-- start of Extract to read --

Package 'Rprofet'

Title: WOE Transformation and Scorecard Builder
Description: Performs all steps in the credit scoring process. This package allows the user to follow all the necessary steps for building an effective scorecard. It provides the user functions for coarse binning of variables, Weights of Evidence (WOE) transformation, variable clustering, custom binning, visualization, and scaling of logistic regression coefficients. The results will generate a scorecard that can be used as an effective credit scoring tool to evaluate risk. For complete details on the credit scoring process, see Siddiqi (2005, ISBN:047175451X).
Authors: Thomas Brandenburger [cre], Eric Stratman [aut], Krystal Wang [aut]
Maintainer: Thomas Brandenburger <[email protected]>
License: GPL-3
Version: 3.1.1
Built: 2025-02-22 04:42:58 UTC
Source: https://github.com/cran/Rprofet

Help Index


Coarse Binning Variable(s)

Description

Function that bins selected variable(s) and returns a dataframe with binned values. Uses greedy binning algorithm to perform coarse binning of selected variable(s).

Usage

BinProfet(
  data,
  id,
  target,
  varcol,
  min.cat = 4,
  num.bins = 10,
  min.pts.bin = 25,
  bracket = "left",
  special.values = NULL,
  sort_id = FALSE
)

Arguments

data

Dataframe of that contains ID, binary target and variables to be binned.

id

ID variable. See 'Details'.

target

The binary target/response variable for WOE. See 'Details'.

varcol

Vector of variables to be binned.

min.cat

Minimum number of bins.

num.bins

Target number of bins. Overridden by the number of levels if varcol is factor.

min.pts.bin

Minimum number of observations in a bin.

bracket

Indicating if the intervals should be closed on the right or left. Options include left and right.

-- end of Extract to read --
-- start of Information shown --

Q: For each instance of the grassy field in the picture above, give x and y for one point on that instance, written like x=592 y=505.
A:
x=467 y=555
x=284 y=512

-- end of Information shown --

In the Rprofet package page, what kind of algorithm does the BinProfet function use to perform coarse binning?

A greedy binning algorithm.